───── SOURCE DOCUMENT ─────

We had no plans, and W&P suggested just walking about. Their friend Barbara was visiting for the weekend from Paola's home town of Potenza (further south, in Basilicata). We first went up to the church of Santa Chiara, though to get there we had to wander through a series of alleys with scooters and even some small cars zipping past us. There was a mass in progress at the church, so we didn't go in, and the cloister was closed. We continued to the west and up to the street market at Montesanto, where N bought some fruit (grapes, pears, a melon) from a seller whose wares were just piled up in the middle of the sidewalk, in cardboard boxes. He weighed the produce on a brass hand-suspended scale that could have been a cleaned-up version of the ancient ones we saw in museums, and flatly refused to sell us only a half kee of grapes -- one kilo minimum.

Down Via Toledo, a shopping street, and one with some modest width to it. We stopped in Piazza Carita and bought lemon granitas from a cart, whose owner scraped the side of a metal bin and delivered sweet, intense ice to us, thick with chunks of peel, in little plastic cups. Piazzas in Rome and Napoli look the same on the map, but in Rome they tend to be large and clearly delineated; in Napoli they were smaller than I expected, small enough that I might have missed them in a search, and chaotic with parked cars, scooters, pedestrians, bancarelles, delivery trucks, and construction barriers. We continued down along Via Toledo, which became pedestrian-only at this poin, though we stuck to the sidewalks, which had marginally fewer scooters on them. Barbara kept wandering away to buy this snack or that, or duck into stores. I was revelling in the sensations. Most striking was that there were no tourists visible. The city belonged to its inhabitants, in contrast with Rome, which sometimes felt as if the centro storico had been conceded to the invaders.

We arrived at the Galleria Umberto I, a large cross-shaped arcade with a glass-and-steel roof, like Milan's, or the pallid American imitations. This was described in one of our books as a dusty place where old men played cards, but it was beautiful, with the oblique sun illuminating the interior with a cathedral effect. The postage-stamp-sized pictures in the Eyewitness Guide couldn't capture the place. Best of all, there was a stand right at the entrance selling sfogliatelle (the quintessential pastry of Naples, a cone-shaped piece of puff pastry with sweet ricotta filling), baba al rum, cannoli, and other pastries. W&P bought us some.

─────

(PROBLEM SET)
1 - According to the Naples walk account, what were the city's piazzas chaotic with?
2 - Carry on the account of the walk through Naples from the point where it stops.
The data that follows is separate material from the Naples walk account.

───── GIVEN ENTRIES ─────

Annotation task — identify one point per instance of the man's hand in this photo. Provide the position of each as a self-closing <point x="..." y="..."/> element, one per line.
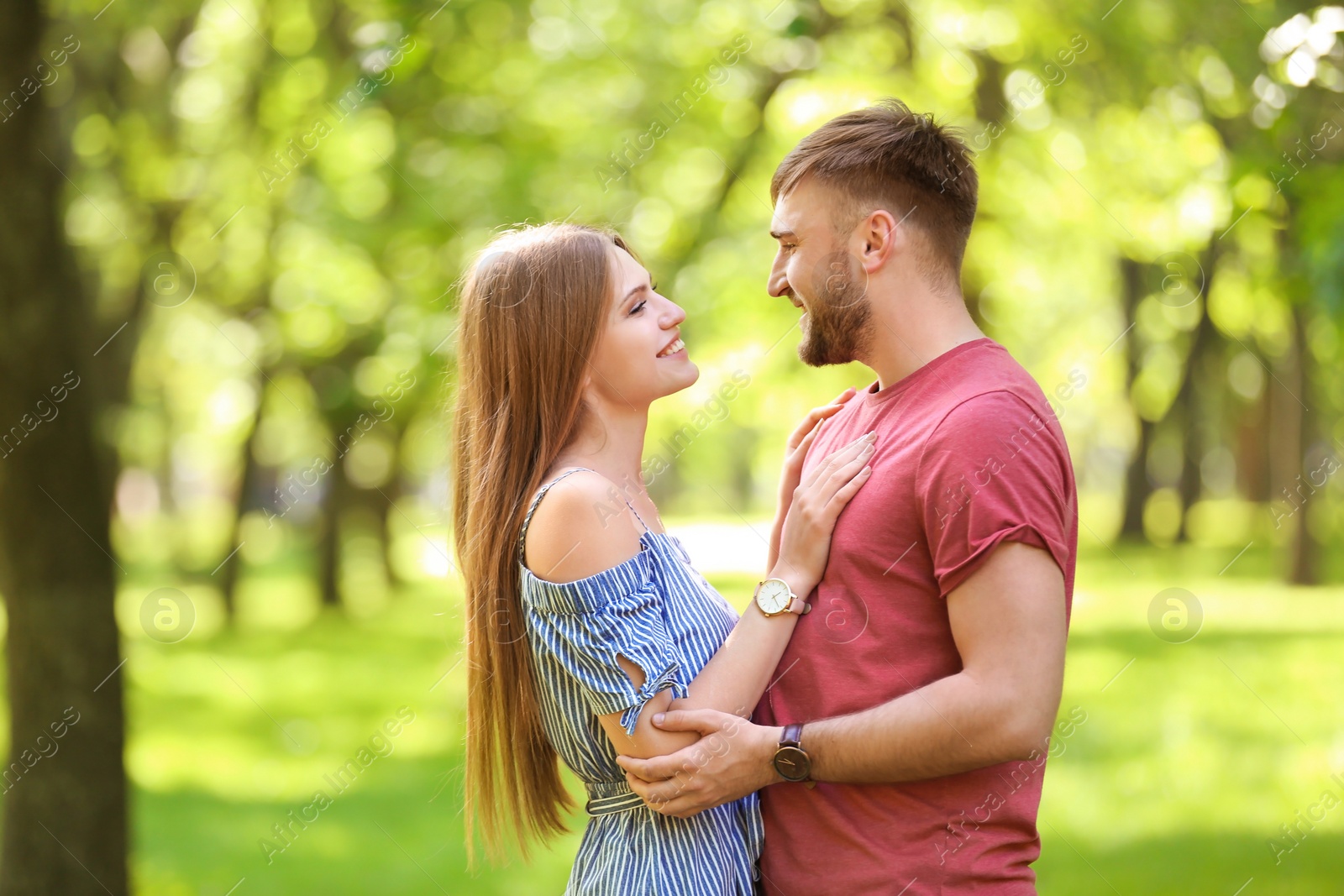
<point x="732" y="759"/>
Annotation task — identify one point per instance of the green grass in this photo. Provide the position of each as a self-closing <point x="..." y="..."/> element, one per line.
<point x="1191" y="757"/>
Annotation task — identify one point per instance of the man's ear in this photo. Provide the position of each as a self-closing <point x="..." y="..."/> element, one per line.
<point x="880" y="237"/>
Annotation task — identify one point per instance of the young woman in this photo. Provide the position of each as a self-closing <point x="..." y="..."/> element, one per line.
<point x="584" y="616"/>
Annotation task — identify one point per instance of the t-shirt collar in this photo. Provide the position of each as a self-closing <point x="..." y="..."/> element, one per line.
<point x="873" y="396"/>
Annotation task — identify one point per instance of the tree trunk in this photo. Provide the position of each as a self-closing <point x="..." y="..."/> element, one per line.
<point x="1202" y="345"/>
<point x="250" y="495"/>
<point x="1137" y="485"/>
<point x="65" y="801"/>
<point x="1305" y="559"/>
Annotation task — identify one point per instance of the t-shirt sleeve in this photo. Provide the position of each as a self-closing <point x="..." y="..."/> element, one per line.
<point x="994" y="470"/>
<point x="584" y="625"/>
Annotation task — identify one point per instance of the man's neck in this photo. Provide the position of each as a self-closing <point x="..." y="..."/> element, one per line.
<point x="911" y="329"/>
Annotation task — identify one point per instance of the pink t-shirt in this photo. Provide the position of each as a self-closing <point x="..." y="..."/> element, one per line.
<point x="968" y="456"/>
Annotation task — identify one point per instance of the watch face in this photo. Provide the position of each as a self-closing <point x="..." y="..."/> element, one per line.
<point x="792" y="763"/>
<point x="773" y="595"/>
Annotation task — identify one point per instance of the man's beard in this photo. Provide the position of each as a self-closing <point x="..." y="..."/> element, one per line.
<point x="837" y="322"/>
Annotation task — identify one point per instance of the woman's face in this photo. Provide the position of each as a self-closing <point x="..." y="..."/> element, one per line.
<point x="638" y="356"/>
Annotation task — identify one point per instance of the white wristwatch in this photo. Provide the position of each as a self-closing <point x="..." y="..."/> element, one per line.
<point x="774" y="597"/>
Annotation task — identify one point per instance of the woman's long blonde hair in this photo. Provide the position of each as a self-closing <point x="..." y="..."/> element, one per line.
<point x="533" y="308"/>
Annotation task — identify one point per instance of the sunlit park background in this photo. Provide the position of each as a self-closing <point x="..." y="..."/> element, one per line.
<point x="268" y="203"/>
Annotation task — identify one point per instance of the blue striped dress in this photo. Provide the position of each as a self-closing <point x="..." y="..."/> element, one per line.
<point x="656" y="610"/>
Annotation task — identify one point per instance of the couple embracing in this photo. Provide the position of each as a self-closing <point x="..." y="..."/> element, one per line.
<point x="878" y="719"/>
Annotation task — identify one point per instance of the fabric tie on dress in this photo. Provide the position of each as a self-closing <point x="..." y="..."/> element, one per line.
<point x="606" y="797"/>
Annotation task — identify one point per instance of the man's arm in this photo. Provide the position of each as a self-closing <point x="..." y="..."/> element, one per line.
<point x="1008" y="622"/>
<point x="1010" y="626"/>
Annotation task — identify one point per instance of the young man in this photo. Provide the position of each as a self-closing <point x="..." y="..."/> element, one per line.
<point x="927" y="681"/>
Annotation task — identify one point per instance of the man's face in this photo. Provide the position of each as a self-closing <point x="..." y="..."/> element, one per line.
<point x="816" y="270"/>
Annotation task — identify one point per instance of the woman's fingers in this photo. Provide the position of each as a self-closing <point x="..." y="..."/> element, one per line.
<point x="842" y="497"/>
<point x="837" y="458"/>
<point x="843" y="474"/>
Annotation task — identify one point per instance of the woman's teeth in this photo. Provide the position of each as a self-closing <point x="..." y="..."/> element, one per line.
<point x="671" y="349"/>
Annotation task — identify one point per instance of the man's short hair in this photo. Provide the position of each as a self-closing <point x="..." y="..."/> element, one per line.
<point x="886" y="156"/>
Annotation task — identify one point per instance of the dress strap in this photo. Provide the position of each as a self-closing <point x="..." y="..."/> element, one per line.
<point x="537" y="499"/>
<point x="546" y="488"/>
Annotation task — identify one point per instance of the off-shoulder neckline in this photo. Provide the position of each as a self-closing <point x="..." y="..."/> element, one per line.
<point x="638" y="558"/>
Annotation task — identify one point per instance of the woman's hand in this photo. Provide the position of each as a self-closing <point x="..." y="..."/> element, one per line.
<point x="806" y="539"/>
<point x="796" y="450"/>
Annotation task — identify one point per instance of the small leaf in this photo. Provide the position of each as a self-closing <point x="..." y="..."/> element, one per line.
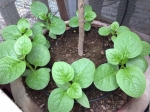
<point x="122" y="29"/>
<point x="74" y="22"/>
<point x="62" y="72"/>
<point x="83" y="101"/>
<point x="105" y="78"/>
<point x="11" y="32"/>
<point x="7" y="49"/>
<point x="145" y="48"/>
<point x="37" y="8"/>
<point x="23" y="46"/>
<point x="59" y="101"/>
<point x="139" y="62"/>
<point x="53" y="36"/>
<point x="23" y="25"/>
<point x="28" y="33"/>
<point x="39" y="39"/>
<point x="57" y="26"/>
<point x="104" y="31"/>
<point x="87" y="8"/>
<point x="87" y="26"/>
<point x="38" y="79"/>
<point x="89" y="16"/>
<point x="113" y="38"/>
<point x="10" y="69"/>
<point x="129" y="44"/>
<point x="114" y="26"/>
<point x="84" y="72"/>
<point x="39" y="55"/>
<point x="75" y="91"/>
<point x="114" y="56"/>
<point x="132" y="81"/>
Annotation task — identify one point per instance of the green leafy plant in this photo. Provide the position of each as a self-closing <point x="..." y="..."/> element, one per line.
<point x="70" y="80"/>
<point x="114" y="29"/>
<point x="89" y="16"/>
<point x="126" y="65"/>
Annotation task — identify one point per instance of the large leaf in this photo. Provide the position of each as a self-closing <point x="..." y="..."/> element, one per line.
<point x="89" y="16"/>
<point x="62" y="72"/>
<point x="59" y="101"/>
<point x="105" y="77"/>
<point x="139" y="62"/>
<point x="83" y="100"/>
<point x="38" y="79"/>
<point x="10" y="32"/>
<point x="23" y="46"/>
<point x="39" y="55"/>
<point x="10" y="69"/>
<point x="132" y="81"/>
<point x="74" y="22"/>
<point x="129" y="43"/>
<point x="37" y="8"/>
<point x="145" y="48"/>
<point x="84" y="72"/>
<point x="57" y="26"/>
<point x="114" y="56"/>
<point x="75" y="91"/>
<point x="104" y="31"/>
<point x="7" y="49"/>
<point x="23" y="25"/>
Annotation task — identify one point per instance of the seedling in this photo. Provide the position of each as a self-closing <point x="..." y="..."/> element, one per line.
<point x="89" y="16"/>
<point x="70" y="80"/>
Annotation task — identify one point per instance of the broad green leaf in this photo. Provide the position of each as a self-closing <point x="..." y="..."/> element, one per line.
<point x="145" y="48"/>
<point x="139" y="62"/>
<point x="39" y="55"/>
<point x="39" y="39"/>
<point x="57" y="26"/>
<point x="89" y="16"/>
<point x="7" y="49"/>
<point x="62" y="72"/>
<point x="59" y="101"/>
<point x="105" y="77"/>
<point x="129" y="44"/>
<point x="74" y="22"/>
<point x="28" y="32"/>
<point x="83" y="101"/>
<point x="23" y="25"/>
<point x="23" y="46"/>
<point x="38" y="79"/>
<point x="63" y="86"/>
<point x="10" y="69"/>
<point x="37" y="8"/>
<point x="87" y="26"/>
<point x="53" y="36"/>
<point x="36" y="29"/>
<point x="114" y="26"/>
<point x="87" y="8"/>
<point x="26" y="72"/>
<point x="114" y="56"/>
<point x="11" y="32"/>
<point x="113" y="38"/>
<point x="84" y="72"/>
<point x="104" y="31"/>
<point x="75" y="91"/>
<point x="132" y="81"/>
<point x="122" y="29"/>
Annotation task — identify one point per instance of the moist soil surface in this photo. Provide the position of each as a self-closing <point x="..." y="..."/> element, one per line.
<point x="65" y="49"/>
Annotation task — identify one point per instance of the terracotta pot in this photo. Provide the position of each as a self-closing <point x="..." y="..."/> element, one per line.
<point x="134" y="105"/>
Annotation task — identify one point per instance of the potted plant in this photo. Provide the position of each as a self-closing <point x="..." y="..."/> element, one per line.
<point x="23" y="50"/>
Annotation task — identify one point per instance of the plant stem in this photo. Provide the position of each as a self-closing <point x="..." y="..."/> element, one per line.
<point x="81" y="27"/>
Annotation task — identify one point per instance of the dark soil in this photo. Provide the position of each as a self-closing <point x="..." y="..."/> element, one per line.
<point x="65" y="49"/>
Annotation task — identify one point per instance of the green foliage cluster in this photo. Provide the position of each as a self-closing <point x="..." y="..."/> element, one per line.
<point x="89" y="16"/>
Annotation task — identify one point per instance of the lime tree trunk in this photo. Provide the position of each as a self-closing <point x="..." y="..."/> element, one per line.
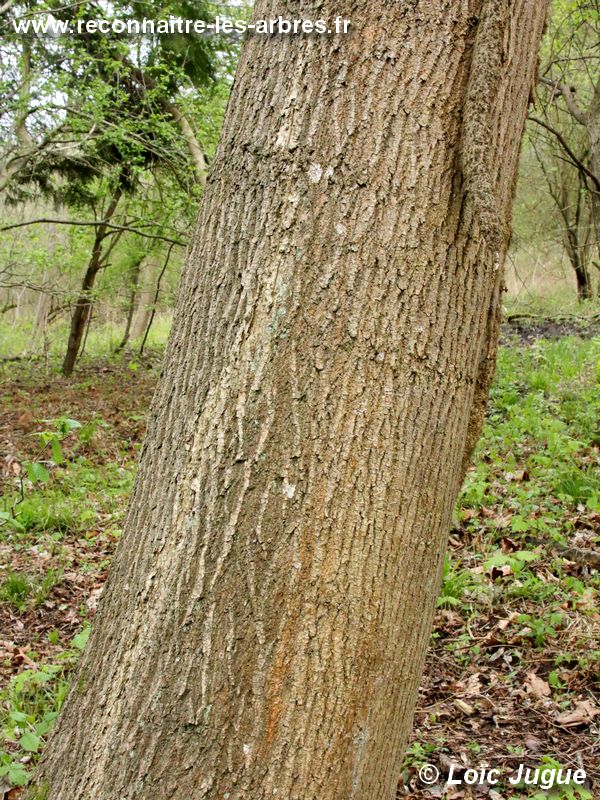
<point x="265" y="623"/>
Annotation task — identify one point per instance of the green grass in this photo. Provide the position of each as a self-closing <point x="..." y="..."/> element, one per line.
<point x="18" y="338"/>
<point x="536" y="476"/>
<point x="28" y="707"/>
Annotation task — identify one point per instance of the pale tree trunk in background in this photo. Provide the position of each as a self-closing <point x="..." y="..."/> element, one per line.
<point x="266" y="620"/>
<point x="146" y="296"/>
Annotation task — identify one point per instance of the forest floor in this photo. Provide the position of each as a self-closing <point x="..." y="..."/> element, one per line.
<point x="513" y="669"/>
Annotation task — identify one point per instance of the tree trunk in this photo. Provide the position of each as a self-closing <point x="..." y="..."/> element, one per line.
<point x="84" y="301"/>
<point x="266" y="620"/>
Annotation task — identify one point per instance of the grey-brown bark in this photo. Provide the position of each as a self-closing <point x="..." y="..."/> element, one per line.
<point x="267" y="616"/>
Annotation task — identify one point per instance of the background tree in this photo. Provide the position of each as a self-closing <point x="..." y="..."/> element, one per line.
<point x="566" y="130"/>
<point x="266" y="621"/>
<point x="92" y="119"/>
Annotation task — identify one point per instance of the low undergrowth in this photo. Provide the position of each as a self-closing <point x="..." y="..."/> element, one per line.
<point x="514" y="662"/>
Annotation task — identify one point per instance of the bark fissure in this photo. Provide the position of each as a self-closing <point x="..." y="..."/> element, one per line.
<point x="266" y="619"/>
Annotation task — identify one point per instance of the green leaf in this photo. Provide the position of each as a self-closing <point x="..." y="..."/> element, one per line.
<point x="57" y="456"/>
<point x="525" y="555"/>
<point x="18" y="775"/>
<point x="81" y="639"/>
<point x="37" y="473"/>
<point x="30" y="742"/>
<point x="18" y="716"/>
<point x="8" y="519"/>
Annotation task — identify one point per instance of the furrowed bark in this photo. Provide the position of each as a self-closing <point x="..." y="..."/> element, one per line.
<point x="266" y="620"/>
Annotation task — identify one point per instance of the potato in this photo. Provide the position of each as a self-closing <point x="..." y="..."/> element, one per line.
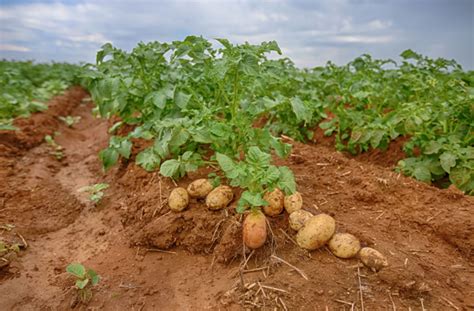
<point x="275" y="202"/>
<point x="219" y="197"/>
<point x="372" y="258"/>
<point x="178" y="199"/>
<point x="199" y="188"/>
<point x="254" y="230"/>
<point x="316" y="232"/>
<point x="298" y="218"/>
<point x="344" y="245"/>
<point x="293" y="202"/>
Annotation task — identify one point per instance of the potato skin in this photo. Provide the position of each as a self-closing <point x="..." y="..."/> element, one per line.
<point x="293" y="202"/>
<point x="372" y="258"/>
<point x="344" y="245"/>
<point x="254" y="230"/>
<point x="298" y="218"/>
<point x="199" y="188"/>
<point x="178" y="199"/>
<point x="316" y="232"/>
<point x="219" y="198"/>
<point x="275" y="202"/>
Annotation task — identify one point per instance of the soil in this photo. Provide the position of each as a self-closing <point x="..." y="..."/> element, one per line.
<point x="152" y="259"/>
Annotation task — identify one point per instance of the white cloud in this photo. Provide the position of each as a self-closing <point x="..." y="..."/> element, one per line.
<point x="378" y="24"/>
<point x="309" y="32"/>
<point x="363" y="39"/>
<point x="13" y="48"/>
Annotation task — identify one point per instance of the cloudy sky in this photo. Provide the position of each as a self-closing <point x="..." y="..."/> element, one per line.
<point x="310" y="32"/>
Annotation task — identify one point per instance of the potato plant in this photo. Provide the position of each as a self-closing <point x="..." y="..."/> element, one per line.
<point x="85" y="279"/>
<point x="25" y="87"/>
<point x="188" y="97"/>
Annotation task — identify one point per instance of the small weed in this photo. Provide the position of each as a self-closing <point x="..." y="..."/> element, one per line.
<point x="85" y="279"/>
<point x="56" y="149"/>
<point x="96" y="191"/>
<point x="70" y="120"/>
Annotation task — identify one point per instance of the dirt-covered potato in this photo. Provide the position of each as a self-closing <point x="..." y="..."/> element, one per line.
<point x="178" y="199"/>
<point x="298" y="218"/>
<point x="219" y="198"/>
<point x="199" y="188"/>
<point x="275" y="202"/>
<point x="254" y="230"/>
<point x="316" y="232"/>
<point x="372" y="258"/>
<point x="293" y="202"/>
<point x="344" y="245"/>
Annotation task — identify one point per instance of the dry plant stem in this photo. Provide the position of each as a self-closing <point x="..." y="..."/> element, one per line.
<point x="344" y="302"/>
<point x="360" y="290"/>
<point x="450" y="303"/>
<point x="273" y="241"/>
<point x="303" y="275"/>
<point x="158" y="208"/>
<point x="283" y="304"/>
<point x="422" y="304"/>
<point x="274" y="288"/>
<point x="393" y="303"/>
<point x="255" y="270"/>
<point x="244" y="265"/>
<point x="159" y="250"/>
<point x="22" y="239"/>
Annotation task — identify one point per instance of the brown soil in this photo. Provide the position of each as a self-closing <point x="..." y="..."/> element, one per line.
<point x="152" y="259"/>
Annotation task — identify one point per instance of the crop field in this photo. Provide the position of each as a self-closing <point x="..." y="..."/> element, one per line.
<point x="206" y="175"/>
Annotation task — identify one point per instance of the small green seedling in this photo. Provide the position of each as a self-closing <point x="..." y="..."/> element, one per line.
<point x="85" y="279"/>
<point x="96" y="191"/>
<point x="56" y="149"/>
<point x="70" y="120"/>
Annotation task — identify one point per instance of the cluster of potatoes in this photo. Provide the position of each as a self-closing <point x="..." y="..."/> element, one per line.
<point x="313" y="231"/>
<point x="317" y="231"/>
<point x="216" y="199"/>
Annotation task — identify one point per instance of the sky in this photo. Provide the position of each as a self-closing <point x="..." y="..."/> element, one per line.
<point x="310" y="32"/>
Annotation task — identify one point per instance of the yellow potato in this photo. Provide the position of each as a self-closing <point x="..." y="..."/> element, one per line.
<point x="275" y="202"/>
<point x="178" y="199"/>
<point x="199" y="188"/>
<point x="372" y="258"/>
<point x="316" y="232"/>
<point x="298" y="218"/>
<point x="219" y="197"/>
<point x="293" y="202"/>
<point x="344" y="245"/>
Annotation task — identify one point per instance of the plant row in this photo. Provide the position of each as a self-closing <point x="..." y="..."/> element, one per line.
<point x="25" y="87"/>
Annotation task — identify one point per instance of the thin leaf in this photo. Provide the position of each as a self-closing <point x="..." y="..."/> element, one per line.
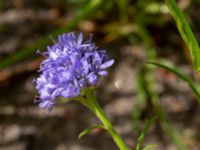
<point x="144" y="132"/>
<point x="149" y="147"/>
<point x="194" y="87"/>
<point x="88" y="130"/>
<point x="185" y="32"/>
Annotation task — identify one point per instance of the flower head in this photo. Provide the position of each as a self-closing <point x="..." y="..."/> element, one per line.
<point x="71" y="65"/>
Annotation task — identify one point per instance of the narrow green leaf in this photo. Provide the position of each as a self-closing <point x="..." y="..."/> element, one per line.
<point x="194" y="87"/>
<point x="185" y="32"/>
<point x="149" y="147"/>
<point x="144" y="132"/>
<point x="88" y="130"/>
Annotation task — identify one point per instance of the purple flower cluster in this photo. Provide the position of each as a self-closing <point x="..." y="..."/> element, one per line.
<point x="71" y="65"/>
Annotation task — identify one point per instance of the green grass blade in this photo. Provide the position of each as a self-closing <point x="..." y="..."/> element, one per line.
<point x="88" y="130"/>
<point x="185" y="32"/>
<point x="144" y="132"/>
<point x="194" y="87"/>
<point x="42" y="42"/>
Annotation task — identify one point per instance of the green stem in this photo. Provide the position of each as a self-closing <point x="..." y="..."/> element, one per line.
<point x="92" y="104"/>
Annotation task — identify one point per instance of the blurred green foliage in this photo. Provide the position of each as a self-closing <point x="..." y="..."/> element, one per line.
<point x="130" y="21"/>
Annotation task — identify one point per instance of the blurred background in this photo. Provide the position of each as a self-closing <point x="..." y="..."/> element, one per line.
<point x="133" y="31"/>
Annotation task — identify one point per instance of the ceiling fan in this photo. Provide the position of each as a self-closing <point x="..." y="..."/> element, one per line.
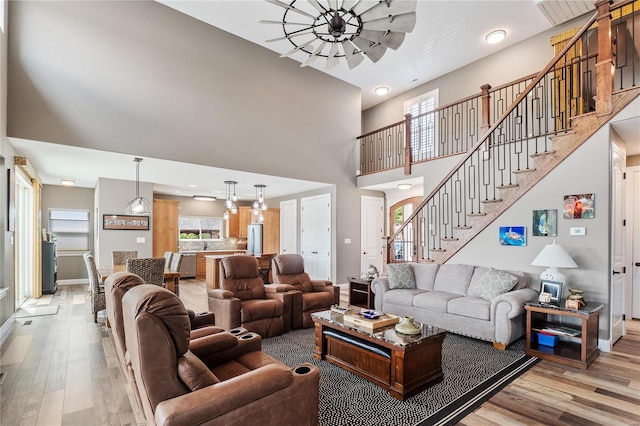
<point x="350" y="29"/>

─────

(FINAL ANSWERS)
1 - Parked cars, scooters, pedestrians, bancarelles, delivery trucks, and construction barriers.

2 -
The first bite of the sfogliatelle was stunning. I was reminded of the time in 85 when, after frustrating travel across western Greece and Yugoslavia, I arrived in Trieste, crossed the street from the bus station to the first small cafe I could find, ordered a cappuccino, and had one of the best coffees of my life. After the mediocre pastries in Rome, this was heaven. It wasn't a random place; the stall was a branch of La Sfogliatelle Mary, a pasticceria just opposite and up the hill, and is apparently known for its wares. It would be, as it turned out, the best sfogliatelle we would have, though most of the others were quite respectable.

Down a little bit and into the Piazza Plebiscito, for a change a wide and empty piazza, kept clear of traffic, with an odd bit of Rome envy at the west end: a church looking like the Pantheon, with a colonnade curving out to each side looking like the one in front of Saint Peter's. It didn't matter that it was a pastiche: it looked good. The kids, freed from fearing for their lives at every moment, ran around. They had been clinging to Paola's hands -- she quite indulged them -- and she chased them as best as she could in her heeled sandals.

We continued south, down the even wider Via Santa Lucia, and arrived at the waterfront. We walked briefly to the base of the Castel dell'Ovo, the small fortress built on a pier, but we couldn't go in, so we went back to Via Partenope and walked along the sea side. At one point Paola took the kids down a stairway to the water's edge, where they looked at boats and clambered among rocks.

Eventually we headed back inland, to the narrow Via Chaiatamone running along the back of the posh hotels that border Via Partenope, bordering the much poorer hill district of Pizzofalcone. W&P took us to Canta Napoli, a pizzeria carved into the rock of the hillside, with wall murals and waiters dressed in traditional Neapolitan fishing costumes. We had the traditional starter of frittura -- deep-fried items, mostly starchy ones -- and then several different kinds of pizzas, washed down with draft beer. It wasn't a stellar meal, but a pleasant one.

After dinner we went up a little way to the poshest cafe in town, the Gran Caffe Gambrinus. It was too expensive to eat at a table, but W&P sprung for some slices of cake which we ate standing up. N and I had pastiera, a torte made with (I think) farro and ricotta, which I thought was only available at Easter; quite tasty.

The others walked us home by way of the Castel Nuovo and the Piazza Municipio, through wide streets up to Piazza Santa Maria de Nova. After walking up the stairs (feeling the weight of my daypack with bottles of water and a few kilos of fruit in it), I set up the kids's beds (a sofa with a pullout section in a small room off the sitting room yielded two single beds). They went to sleep, and I poked about the apartment exploring.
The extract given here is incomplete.